[Collected data]
◆ ◆ ◆ ◆ ◆
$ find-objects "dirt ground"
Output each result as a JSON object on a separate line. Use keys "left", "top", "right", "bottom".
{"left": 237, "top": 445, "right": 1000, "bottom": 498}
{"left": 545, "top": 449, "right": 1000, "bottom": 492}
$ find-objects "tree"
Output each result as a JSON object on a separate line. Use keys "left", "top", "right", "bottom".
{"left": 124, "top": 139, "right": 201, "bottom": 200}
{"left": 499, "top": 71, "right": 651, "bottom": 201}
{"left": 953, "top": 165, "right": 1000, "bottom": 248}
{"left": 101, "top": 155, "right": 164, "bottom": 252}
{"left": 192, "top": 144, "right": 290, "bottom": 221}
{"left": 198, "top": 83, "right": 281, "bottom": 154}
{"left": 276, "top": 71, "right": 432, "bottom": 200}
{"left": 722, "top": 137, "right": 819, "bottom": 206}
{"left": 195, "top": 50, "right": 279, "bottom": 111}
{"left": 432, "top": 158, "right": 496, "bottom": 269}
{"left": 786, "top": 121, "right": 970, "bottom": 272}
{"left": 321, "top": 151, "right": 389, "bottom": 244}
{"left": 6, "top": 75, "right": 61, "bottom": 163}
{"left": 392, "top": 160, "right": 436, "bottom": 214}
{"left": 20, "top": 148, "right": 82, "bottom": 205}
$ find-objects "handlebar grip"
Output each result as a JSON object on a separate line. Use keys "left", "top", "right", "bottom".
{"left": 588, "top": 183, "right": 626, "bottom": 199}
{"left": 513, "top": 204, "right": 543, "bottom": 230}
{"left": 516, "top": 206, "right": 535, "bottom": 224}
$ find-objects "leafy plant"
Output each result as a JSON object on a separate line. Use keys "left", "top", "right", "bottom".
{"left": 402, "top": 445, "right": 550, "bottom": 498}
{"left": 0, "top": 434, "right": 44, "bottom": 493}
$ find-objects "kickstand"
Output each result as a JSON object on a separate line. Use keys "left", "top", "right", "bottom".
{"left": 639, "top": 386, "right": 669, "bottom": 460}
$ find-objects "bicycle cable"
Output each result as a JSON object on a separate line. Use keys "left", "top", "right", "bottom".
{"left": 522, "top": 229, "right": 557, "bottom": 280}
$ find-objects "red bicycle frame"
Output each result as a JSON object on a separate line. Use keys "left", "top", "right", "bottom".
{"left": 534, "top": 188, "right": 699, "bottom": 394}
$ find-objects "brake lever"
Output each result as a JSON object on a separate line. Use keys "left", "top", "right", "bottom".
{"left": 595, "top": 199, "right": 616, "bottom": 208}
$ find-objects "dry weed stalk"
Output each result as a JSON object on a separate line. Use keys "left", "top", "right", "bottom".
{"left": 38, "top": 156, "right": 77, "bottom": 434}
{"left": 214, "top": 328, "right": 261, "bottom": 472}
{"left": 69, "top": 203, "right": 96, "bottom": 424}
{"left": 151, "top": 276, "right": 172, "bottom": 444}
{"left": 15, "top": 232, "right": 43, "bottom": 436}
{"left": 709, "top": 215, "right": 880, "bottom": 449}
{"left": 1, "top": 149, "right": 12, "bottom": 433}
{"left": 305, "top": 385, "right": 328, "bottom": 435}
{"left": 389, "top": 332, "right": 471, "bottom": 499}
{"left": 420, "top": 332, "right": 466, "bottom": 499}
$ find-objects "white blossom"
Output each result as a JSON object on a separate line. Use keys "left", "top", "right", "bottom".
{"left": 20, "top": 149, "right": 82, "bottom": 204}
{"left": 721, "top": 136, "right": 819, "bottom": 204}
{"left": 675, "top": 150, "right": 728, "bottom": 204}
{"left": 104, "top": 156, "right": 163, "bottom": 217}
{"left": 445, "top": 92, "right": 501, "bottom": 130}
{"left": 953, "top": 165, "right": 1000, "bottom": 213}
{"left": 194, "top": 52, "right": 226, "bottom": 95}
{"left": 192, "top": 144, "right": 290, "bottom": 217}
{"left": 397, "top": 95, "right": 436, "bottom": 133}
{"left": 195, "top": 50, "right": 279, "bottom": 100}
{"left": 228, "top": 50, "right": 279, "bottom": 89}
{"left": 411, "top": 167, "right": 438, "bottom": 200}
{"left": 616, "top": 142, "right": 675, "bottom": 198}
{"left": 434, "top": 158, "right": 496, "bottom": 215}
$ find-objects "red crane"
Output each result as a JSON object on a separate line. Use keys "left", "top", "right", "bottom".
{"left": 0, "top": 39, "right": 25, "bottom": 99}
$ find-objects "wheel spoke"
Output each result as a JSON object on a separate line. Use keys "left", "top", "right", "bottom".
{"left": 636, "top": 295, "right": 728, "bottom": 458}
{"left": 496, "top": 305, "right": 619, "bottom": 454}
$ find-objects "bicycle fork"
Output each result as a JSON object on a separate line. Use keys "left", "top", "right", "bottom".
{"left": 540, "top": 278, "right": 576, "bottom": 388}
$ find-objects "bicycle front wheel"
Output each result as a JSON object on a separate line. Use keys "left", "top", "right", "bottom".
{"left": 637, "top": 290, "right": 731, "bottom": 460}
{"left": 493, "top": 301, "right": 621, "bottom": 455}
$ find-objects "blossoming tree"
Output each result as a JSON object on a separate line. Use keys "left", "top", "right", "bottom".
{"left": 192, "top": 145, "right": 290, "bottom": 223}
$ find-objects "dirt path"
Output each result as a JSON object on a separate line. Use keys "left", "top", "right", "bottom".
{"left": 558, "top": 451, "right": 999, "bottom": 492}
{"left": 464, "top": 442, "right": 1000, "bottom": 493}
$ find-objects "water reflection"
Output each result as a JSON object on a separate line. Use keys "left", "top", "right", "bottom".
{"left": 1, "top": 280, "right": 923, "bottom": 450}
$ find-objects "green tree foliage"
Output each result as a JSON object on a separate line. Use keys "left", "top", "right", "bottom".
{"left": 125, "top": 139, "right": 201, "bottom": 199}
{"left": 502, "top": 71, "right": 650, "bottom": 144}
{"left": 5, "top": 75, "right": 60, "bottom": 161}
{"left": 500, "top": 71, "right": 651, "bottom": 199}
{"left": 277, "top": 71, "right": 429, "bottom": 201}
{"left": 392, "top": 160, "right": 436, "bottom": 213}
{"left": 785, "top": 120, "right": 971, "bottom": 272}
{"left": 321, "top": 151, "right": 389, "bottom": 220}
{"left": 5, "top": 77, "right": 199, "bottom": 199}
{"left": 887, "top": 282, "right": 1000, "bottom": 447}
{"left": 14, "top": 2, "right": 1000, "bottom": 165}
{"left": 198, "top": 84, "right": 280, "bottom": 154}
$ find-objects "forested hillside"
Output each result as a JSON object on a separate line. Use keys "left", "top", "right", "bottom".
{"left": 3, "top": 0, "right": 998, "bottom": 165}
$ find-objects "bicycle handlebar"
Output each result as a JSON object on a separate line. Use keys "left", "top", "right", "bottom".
◆ ◆ ◆ ◆ ◆
▶ **ABOUT THIS EXERCISE**
Would you repeat all of the entries exactly?

▶ **RESULT OF THE TASK**
$ find-objects "dirt ground"
Output each result as a JSON object on a separate line. Use keys "left", "top", "right", "bottom".
{"left": 237, "top": 445, "right": 1000, "bottom": 498}
{"left": 545, "top": 449, "right": 1000, "bottom": 492}
$ find-objects "tree"
Output each result as a JSON object on a separate line. Use keys "left", "top", "right", "bottom".
{"left": 124, "top": 139, "right": 201, "bottom": 200}
{"left": 499, "top": 71, "right": 651, "bottom": 201}
{"left": 953, "top": 165, "right": 1000, "bottom": 248}
{"left": 101, "top": 155, "right": 164, "bottom": 252}
{"left": 192, "top": 144, "right": 290, "bottom": 221}
{"left": 198, "top": 83, "right": 281, "bottom": 154}
{"left": 276, "top": 71, "right": 432, "bottom": 200}
{"left": 722, "top": 137, "right": 819, "bottom": 206}
{"left": 195, "top": 50, "right": 279, "bottom": 111}
{"left": 432, "top": 158, "right": 496, "bottom": 269}
{"left": 786, "top": 121, "right": 970, "bottom": 272}
{"left": 321, "top": 151, "right": 389, "bottom": 244}
{"left": 6, "top": 75, "right": 61, "bottom": 163}
{"left": 392, "top": 160, "right": 436, "bottom": 214}
{"left": 20, "top": 148, "right": 82, "bottom": 205}
$ find-objects "handlebar grip"
Output each result as a JSON object on a separate line. Use keys "left", "top", "right", "bottom".
{"left": 588, "top": 183, "right": 626, "bottom": 199}
{"left": 513, "top": 204, "right": 543, "bottom": 230}
{"left": 516, "top": 206, "right": 535, "bottom": 224}
$ find-objects "leafy plant"
Output each result as a JSON object on a separate line. Use keys "left", "top", "right", "bottom".
{"left": 402, "top": 445, "right": 550, "bottom": 498}
{"left": 0, "top": 434, "right": 44, "bottom": 493}
$ find-objects "kickstand"
Output each result as a JSON object on a separate line. Use keys "left", "top", "right", "bottom".
{"left": 639, "top": 386, "right": 669, "bottom": 460}
$ find-objects "bicycle cable"
Output each result as a JSON object on a separate line. Use keys "left", "top", "right", "bottom".
{"left": 522, "top": 229, "right": 557, "bottom": 280}
$ find-objects "red bicycle frame"
Output each result as a JSON object on a separate line. Use keys "left", "top", "right", "bottom".
{"left": 534, "top": 188, "right": 699, "bottom": 394}
$ find-objects "brake lever"
Output each result as a JSON object on a separate line. Use keys "left", "top", "right", "bottom".
{"left": 595, "top": 199, "right": 616, "bottom": 208}
$ find-objects "dry weed stalk"
Output each result as a JSON object on a separate line. Use keys "left", "top", "right", "bottom".
{"left": 38, "top": 156, "right": 77, "bottom": 434}
{"left": 214, "top": 328, "right": 261, "bottom": 472}
{"left": 69, "top": 203, "right": 96, "bottom": 424}
{"left": 151, "top": 276, "right": 172, "bottom": 444}
{"left": 15, "top": 232, "right": 43, "bottom": 436}
{"left": 709, "top": 215, "right": 880, "bottom": 449}
{"left": 1, "top": 149, "right": 12, "bottom": 433}
{"left": 305, "top": 385, "right": 328, "bottom": 435}
{"left": 389, "top": 332, "right": 471, "bottom": 499}
{"left": 420, "top": 332, "right": 466, "bottom": 499}
$ find-objects "white blossom"
Output each result as a JSON object on a separate line. Use keys "left", "top", "right", "bottom".
{"left": 20, "top": 149, "right": 82, "bottom": 204}
{"left": 721, "top": 136, "right": 819, "bottom": 204}
{"left": 675, "top": 150, "right": 728, "bottom": 204}
{"left": 104, "top": 156, "right": 163, "bottom": 217}
{"left": 445, "top": 92, "right": 501, "bottom": 130}
{"left": 953, "top": 165, "right": 1000, "bottom": 213}
{"left": 194, "top": 52, "right": 226, "bottom": 95}
{"left": 192, "top": 144, "right": 290, "bottom": 217}
{"left": 397, "top": 95, "right": 436, "bottom": 133}
{"left": 195, "top": 50, "right": 279, "bottom": 100}
{"left": 228, "top": 50, "right": 279, "bottom": 89}
{"left": 411, "top": 167, "right": 438, "bottom": 200}
{"left": 616, "top": 142, "right": 675, "bottom": 198}
{"left": 434, "top": 158, "right": 496, "bottom": 215}
$ find-objects "red crane"
Output each result as a JSON object on a separate line. Use keys "left", "top", "right", "bottom".
{"left": 0, "top": 39, "right": 25, "bottom": 99}
$ find-objects "wheel spoke"
Output each result as a JSON object on a separate line. Use keys "left", "top", "right", "bottom".
{"left": 636, "top": 295, "right": 728, "bottom": 458}
{"left": 496, "top": 305, "right": 619, "bottom": 454}
$ find-objects "bicycle fork"
Output each result as a JSON object on a separate line. Use keys "left", "top", "right", "bottom".
{"left": 540, "top": 278, "right": 576, "bottom": 388}
$ find-objects "bicycle front wheel"
Output each result as a JSON object on a separate line. Use keys "left", "top", "right", "bottom".
{"left": 637, "top": 290, "right": 731, "bottom": 460}
{"left": 493, "top": 301, "right": 621, "bottom": 455}
$ find-objects "blossoming tree"
Output each result as a JSON object on a separate line. Use keys "left", "top", "right", "bottom".
{"left": 192, "top": 145, "right": 290, "bottom": 223}
$ find-objects "dirt path"
Output each result as a JSON object on a separate line. Use keys "left", "top", "right", "bottom".
{"left": 558, "top": 451, "right": 999, "bottom": 492}
{"left": 464, "top": 442, "right": 1000, "bottom": 493}
$ find-objects "water reflection"
Output each result as a JSON object on a separate line. Use keys "left", "top", "right", "bottom".
{"left": 1, "top": 280, "right": 923, "bottom": 450}
$ find-objects "green tree foliage"
Output each result as a JSON object on a separate line. Use keys "left", "top", "right", "bottom".
{"left": 125, "top": 139, "right": 201, "bottom": 199}
{"left": 502, "top": 71, "right": 650, "bottom": 144}
{"left": 5, "top": 75, "right": 60, "bottom": 161}
{"left": 500, "top": 71, "right": 651, "bottom": 199}
{"left": 277, "top": 71, "right": 429, "bottom": 201}
{"left": 392, "top": 160, "right": 436, "bottom": 213}
{"left": 785, "top": 120, "right": 971, "bottom": 272}
{"left": 321, "top": 151, "right": 389, "bottom": 220}
{"left": 5, "top": 77, "right": 199, "bottom": 199}
{"left": 887, "top": 282, "right": 1000, "bottom": 447}
{"left": 14, "top": 2, "right": 1000, "bottom": 165}
{"left": 198, "top": 84, "right": 280, "bottom": 154}
$ find-objects "forested hillside"
Output each result as a JSON object on a separate line. Use keys "left", "top", "right", "bottom".
{"left": 3, "top": 0, "right": 998, "bottom": 165}
$ find-objects "bicycle handlebar"
Output each result as a JSON object on a separate line. Use keys "left", "top", "right", "bottom".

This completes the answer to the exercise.